=== RECORD EXTRACTS ===

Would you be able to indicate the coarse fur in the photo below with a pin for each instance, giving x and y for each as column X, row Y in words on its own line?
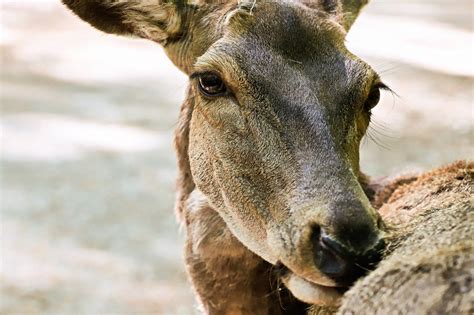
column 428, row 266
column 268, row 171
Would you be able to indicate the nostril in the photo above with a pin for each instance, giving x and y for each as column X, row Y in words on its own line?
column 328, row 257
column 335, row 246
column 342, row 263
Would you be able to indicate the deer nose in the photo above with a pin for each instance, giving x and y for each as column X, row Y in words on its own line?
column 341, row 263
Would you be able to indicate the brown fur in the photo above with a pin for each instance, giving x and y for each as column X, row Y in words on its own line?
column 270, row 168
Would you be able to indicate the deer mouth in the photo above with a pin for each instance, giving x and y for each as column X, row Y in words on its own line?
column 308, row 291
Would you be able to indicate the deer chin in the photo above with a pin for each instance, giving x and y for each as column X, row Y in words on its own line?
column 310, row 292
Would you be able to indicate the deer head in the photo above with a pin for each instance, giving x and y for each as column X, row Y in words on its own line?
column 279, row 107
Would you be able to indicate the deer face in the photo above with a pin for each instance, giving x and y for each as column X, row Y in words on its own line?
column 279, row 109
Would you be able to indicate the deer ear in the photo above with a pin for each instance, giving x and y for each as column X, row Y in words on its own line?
...
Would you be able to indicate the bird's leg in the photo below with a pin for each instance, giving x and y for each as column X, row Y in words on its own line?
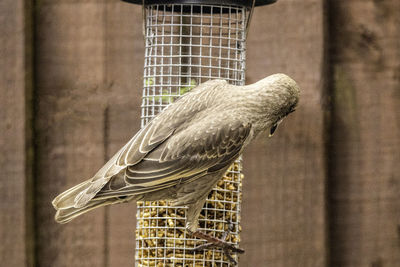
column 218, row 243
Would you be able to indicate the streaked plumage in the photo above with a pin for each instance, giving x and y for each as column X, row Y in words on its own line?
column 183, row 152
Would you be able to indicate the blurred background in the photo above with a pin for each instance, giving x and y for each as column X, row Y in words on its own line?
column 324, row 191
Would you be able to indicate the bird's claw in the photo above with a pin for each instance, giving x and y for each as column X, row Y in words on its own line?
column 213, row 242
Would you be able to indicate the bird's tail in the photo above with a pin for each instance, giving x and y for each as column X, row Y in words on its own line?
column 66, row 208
==
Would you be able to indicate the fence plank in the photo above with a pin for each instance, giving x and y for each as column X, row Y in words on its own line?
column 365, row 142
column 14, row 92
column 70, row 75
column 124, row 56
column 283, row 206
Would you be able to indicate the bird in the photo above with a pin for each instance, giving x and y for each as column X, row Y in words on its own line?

=== WRITTEN INSTRUCTION ===
Copy the lines of the records word for word, from the line that contains "Would you be able to indicate the coarse" through the line that contains "column 268, row 171", with both of those lines included. Leave the pictures out of your copy.

=== ANSWER IN FULL ===
Would you be able to indicate the coarse fur in the photo below with a pin for each instance, giving x and y for each as column X, row Y in words on its own line?
column 428, row 266
column 268, row 171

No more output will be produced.